[begin Material for this exercise]
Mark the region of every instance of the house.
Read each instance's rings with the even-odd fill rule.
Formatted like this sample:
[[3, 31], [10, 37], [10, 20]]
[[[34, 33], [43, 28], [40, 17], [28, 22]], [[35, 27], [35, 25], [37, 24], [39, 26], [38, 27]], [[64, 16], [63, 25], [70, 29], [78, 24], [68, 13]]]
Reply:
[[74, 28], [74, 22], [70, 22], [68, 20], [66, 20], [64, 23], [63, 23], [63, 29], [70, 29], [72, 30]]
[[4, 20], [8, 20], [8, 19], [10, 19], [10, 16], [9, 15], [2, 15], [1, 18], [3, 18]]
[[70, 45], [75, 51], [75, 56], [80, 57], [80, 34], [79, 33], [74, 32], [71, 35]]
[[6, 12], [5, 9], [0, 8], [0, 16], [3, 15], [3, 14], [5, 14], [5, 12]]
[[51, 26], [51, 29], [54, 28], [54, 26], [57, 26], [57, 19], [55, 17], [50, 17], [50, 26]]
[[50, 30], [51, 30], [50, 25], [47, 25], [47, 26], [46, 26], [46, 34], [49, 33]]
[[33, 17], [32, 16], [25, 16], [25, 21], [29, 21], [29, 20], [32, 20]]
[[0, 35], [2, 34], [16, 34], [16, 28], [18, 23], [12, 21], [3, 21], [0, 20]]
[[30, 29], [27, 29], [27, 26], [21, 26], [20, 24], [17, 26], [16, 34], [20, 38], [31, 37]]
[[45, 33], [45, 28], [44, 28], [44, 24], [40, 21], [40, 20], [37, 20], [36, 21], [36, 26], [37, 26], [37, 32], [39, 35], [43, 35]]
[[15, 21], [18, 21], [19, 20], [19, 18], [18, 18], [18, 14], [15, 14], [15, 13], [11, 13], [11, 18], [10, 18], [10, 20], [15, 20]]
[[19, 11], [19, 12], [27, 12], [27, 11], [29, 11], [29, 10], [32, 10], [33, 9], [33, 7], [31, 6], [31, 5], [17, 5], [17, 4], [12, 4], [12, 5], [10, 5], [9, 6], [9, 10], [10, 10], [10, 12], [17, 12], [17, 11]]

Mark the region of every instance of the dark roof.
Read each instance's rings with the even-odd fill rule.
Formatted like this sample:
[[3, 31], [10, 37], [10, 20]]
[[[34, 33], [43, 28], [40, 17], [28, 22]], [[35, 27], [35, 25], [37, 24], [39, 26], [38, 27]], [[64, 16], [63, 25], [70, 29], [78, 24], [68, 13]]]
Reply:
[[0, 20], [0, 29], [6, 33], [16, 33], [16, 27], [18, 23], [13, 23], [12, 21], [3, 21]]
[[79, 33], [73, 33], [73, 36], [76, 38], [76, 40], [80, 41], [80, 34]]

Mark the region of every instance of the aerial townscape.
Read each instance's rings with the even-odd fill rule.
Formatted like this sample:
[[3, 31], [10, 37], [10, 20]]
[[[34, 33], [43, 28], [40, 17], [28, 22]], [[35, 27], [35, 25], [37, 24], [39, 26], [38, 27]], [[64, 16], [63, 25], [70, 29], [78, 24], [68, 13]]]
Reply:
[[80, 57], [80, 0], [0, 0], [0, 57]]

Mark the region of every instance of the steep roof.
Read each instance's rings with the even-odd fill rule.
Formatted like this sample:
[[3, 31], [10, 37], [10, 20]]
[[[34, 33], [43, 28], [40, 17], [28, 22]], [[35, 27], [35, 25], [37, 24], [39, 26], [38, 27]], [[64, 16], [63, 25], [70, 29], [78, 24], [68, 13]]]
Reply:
[end Material for this exercise]
Aim of the exercise:
Copy all of the entries above word for word, with nothing left out or changed.

Exercise output:
Mark the region of every instance of the house.
Read each instance's rings with the even-odd fill rule.
Formatted like this sample:
[[3, 31], [10, 37], [10, 20]]
[[[34, 33], [43, 28], [40, 17], [28, 22]], [[35, 27], [35, 25], [37, 24], [39, 26], [38, 27]], [[64, 16], [63, 25], [70, 29], [78, 24], [68, 13]]]
Reply:
[[74, 28], [74, 22], [70, 22], [68, 20], [66, 20], [64, 23], [63, 23], [63, 29], [70, 29], [72, 30]]
[[4, 20], [8, 20], [8, 19], [10, 19], [10, 16], [9, 15], [2, 15], [1, 18], [3, 18]]
[[70, 45], [75, 51], [75, 56], [80, 57], [80, 34], [79, 33], [74, 32], [71, 35]]
[[6, 12], [5, 9], [0, 8], [0, 16], [3, 15], [3, 14], [5, 14], [5, 12]]
[[51, 26], [51, 29], [54, 28], [54, 26], [57, 26], [57, 19], [55, 17], [50, 17], [50, 26]]
[[50, 30], [51, 30], [50, 25], [47, 25], [47, 26], [46, 26], [46, 34], [49, 33]]
[[33, 17], [32, 16], [25, 16], [25, 21], [29, 21], [29, 20], [32, 20]]
[[0, 35], [2, 34], [16, 34], [16, 28], [18, 23], [12, 21], [3, 21], [0, 20]]
[[30, 29], [27, 29], [27, 26], [21, 26], [20, 24], [17, 26], [16, 34], [20, 38], [31, 37]]
[[45, 33], [45, 28], [44, 28], [44, 24], [40, 21], [40, 20], [37, 20], [36, 21], [36, 26], [37, 26], [37, 32], [39, 35], [43, 35]]
[[15, 21], [18, 21], [19, 20], [19, 18], [18, 18], [18, 14], [15, 14], [15, 13], [11, 13], [11, 18], [10, 18], [10, 20], [15, 20]]
[[19, 11], [19, 12], [27, 12], [27, 11], [29, 11], [29, 10], [32, 10], [33, 9], [33, 7], [31, 6], [31, 5], [17, 5], [17, 4], [12, 4], [12, 5], [10, 5], [9, 6], [9, 10], [10, 10], [10, 12], [17, 12], [17, 11]]

Mark the region of every instance of the dark roof.
Read each instance's rings with the even-odd fill rule.
Formatted like this sample:
[[3, 31], [10, 37], [10, 20]]
[[[34, 33], [43, 28], [40, 17], [28, 22]], [[35, 27], [35, 25], [37, 24], [39, 26], [38, 27]], [[64, 16], [63, 25], [70, 29], [78, 24], [68, 13]]]
Reply:
[[0, 20], [0, 29], [6, 33], [16, 33], [16, 27], [18, 23], [13, 23], [12, 21], [3, 21]]
[[79, 33], [73, 33], [73, 36], [76, 38], [76, 40], [80, 41], [80, 34]]

Mark the region of every instance of the aerial townscape.
Read each instance's rings with the even-odd fill rule.
Formatted like this sample:
[[3, 31], [10, 37], [10, 20]]
[[[34, 33], [43, 28], [40, 17], [28, 22]], [[35, 27], [35, 25], [37, 24], [39, 26], [38, 27]], [[64, 16], [63, 25], [70, 29], [78, 24], [68, 13]]]
Reply:
[[80, 57], [80, 0], [0, 0], [0, 57]]

Mark the region of every instance of the steep roof.
Read each instance's rings with the even-odd fill rule.
Formatted like this sample:
[[3, 31], [10, 37], [10, 20]]
[[[34, 33], [43, 28], [40, 17], [28, 22]], [[35, 27], [35, 25], [37, 24], [39, 26], [38, 27]], [[64, 16], [63, 25], [70, 29], [78, 24], [68, 13]]]
Reply:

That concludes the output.